— Set exercise —
Answer these questions from the workbench text below, one per line.
(a) Where does the Woodland Park Cooperative Preschool keep its workbench?
(b) What will the adult often expect someone stepping into the workbench area to wear?
(c) What tool should be used to smash something?

Monday, March 09, 2026

"Whoever Uses Machines Does His Work Like a Machine"

The Woodland Park Cooperative Preschool has a workbench on the playground. This is the place where "real" tools are used, which is to say hammers, saws, screwdrivers, wrenches, pliers, glue guns, sanders, and other classic hand tools. 

The rest of the playground is a loose parts paradise in which the children are free to manipulate, transport, combine, and dismantle whatever they find, according to their curiosity, with the caveat that an adult will step in if that threatens to harm themselves or someone else. (Our landlord also expects us to be protective of the building.) But the workbench is something else. If you step into the workbench area, the adult will often expect you to wear protective eyewear. You can use the tools to make whatever you want, often involving objects you find on the wider playground, but you are expected to use the tools for their intended purpose.

Hammers are for driving and prying out nails . . . If you want to smash something, you use a mallet.

Screwdrivers are for tightening and turning screws . . . If you want to stab something, you use a knife or a pick or an awl.

Saws are for cutting wood . . . If you want to have a sword fight, you'll have to find some sticks.

— Material —
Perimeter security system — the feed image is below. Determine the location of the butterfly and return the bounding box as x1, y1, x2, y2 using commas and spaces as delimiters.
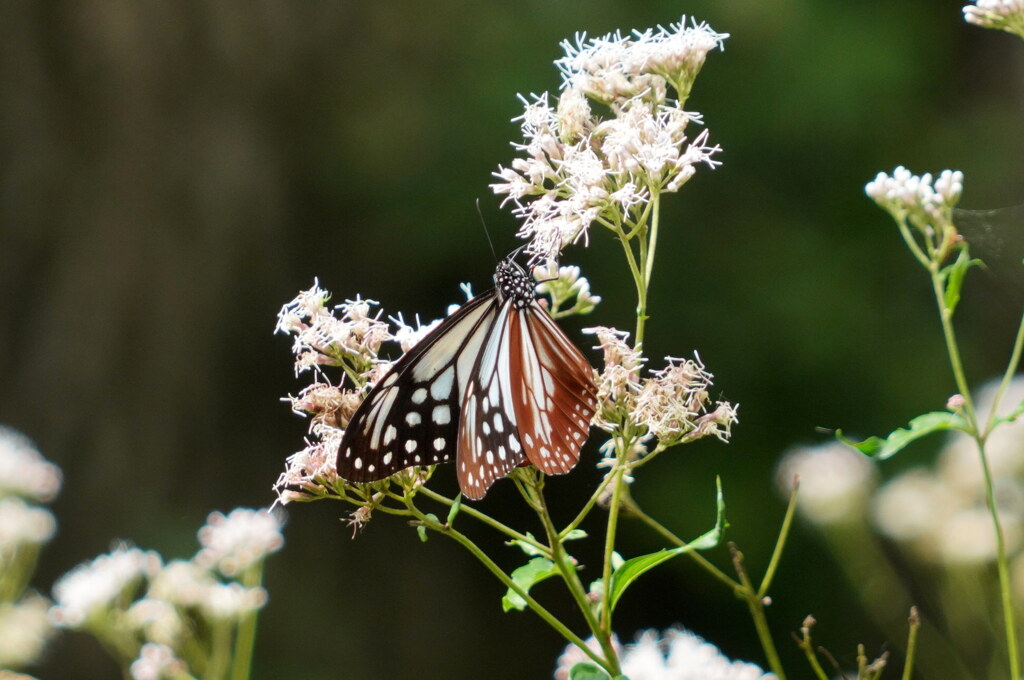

— Solution to this task —
(a) On the playground.
(b) Protective eyewear.
(c) A mallet.